### WHAT IS NEEDED
Keep only the lines from the top of the listing through the one with "Task: Where can the man in", and reproduce them unaltered.

### DATA RECORDS

=== Section Start ===

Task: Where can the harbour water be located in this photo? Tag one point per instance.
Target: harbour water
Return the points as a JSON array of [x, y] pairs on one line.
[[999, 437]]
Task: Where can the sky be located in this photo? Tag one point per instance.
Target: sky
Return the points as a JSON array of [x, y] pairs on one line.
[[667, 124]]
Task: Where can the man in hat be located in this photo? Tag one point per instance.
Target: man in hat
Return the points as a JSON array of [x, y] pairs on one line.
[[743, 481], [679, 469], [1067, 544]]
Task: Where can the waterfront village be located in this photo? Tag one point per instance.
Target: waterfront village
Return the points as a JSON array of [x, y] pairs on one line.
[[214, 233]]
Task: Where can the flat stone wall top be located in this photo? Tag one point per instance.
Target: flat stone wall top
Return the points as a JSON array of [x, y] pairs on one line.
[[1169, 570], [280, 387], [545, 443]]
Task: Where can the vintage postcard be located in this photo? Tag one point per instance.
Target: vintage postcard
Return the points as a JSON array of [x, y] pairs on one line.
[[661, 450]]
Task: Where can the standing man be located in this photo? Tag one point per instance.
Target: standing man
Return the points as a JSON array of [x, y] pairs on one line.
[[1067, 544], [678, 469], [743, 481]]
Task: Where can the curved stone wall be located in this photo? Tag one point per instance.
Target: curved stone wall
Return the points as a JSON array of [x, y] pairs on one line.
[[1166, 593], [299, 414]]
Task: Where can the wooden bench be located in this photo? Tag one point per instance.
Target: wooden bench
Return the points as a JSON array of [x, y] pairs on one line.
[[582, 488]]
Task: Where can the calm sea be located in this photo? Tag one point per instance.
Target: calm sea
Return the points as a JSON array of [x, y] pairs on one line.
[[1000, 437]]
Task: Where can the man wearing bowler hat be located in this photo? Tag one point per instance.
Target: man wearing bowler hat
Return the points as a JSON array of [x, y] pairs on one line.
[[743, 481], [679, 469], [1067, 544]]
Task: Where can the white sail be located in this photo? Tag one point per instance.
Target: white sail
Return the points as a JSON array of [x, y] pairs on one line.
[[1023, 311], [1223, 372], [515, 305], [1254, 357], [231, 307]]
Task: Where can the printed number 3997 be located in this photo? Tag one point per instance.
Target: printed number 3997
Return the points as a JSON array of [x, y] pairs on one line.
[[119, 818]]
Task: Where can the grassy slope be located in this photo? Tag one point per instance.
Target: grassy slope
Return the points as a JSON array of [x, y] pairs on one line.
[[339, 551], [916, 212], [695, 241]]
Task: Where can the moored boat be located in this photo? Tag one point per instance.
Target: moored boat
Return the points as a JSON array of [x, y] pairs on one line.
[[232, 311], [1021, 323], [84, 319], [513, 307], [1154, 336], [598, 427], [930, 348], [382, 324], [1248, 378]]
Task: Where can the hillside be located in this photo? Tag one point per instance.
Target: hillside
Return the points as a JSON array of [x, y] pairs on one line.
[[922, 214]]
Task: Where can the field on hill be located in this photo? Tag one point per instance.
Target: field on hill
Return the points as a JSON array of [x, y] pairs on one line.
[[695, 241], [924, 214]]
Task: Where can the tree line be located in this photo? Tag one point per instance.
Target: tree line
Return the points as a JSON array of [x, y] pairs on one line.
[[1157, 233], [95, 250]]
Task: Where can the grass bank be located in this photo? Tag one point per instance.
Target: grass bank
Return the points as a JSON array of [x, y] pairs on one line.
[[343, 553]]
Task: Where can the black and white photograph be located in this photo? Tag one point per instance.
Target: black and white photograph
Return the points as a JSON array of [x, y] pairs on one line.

=== Section End ===

### TASK OUTPUT
Task: Where can the harbour water be located in this photo? Tag one point per instance.
Target: harbour water
Return the points as a JSON array of [x, y] pairs on one line.
[[999, 437]]
Task: Where can the sky be located in this photo? Tag one point per instance.
Target: sky
Return the points as a JSON array of [x, y] pairs on one line.
[[667, 124]]
Task: Where can the man in hat be located in this photo? Tag one point per instance.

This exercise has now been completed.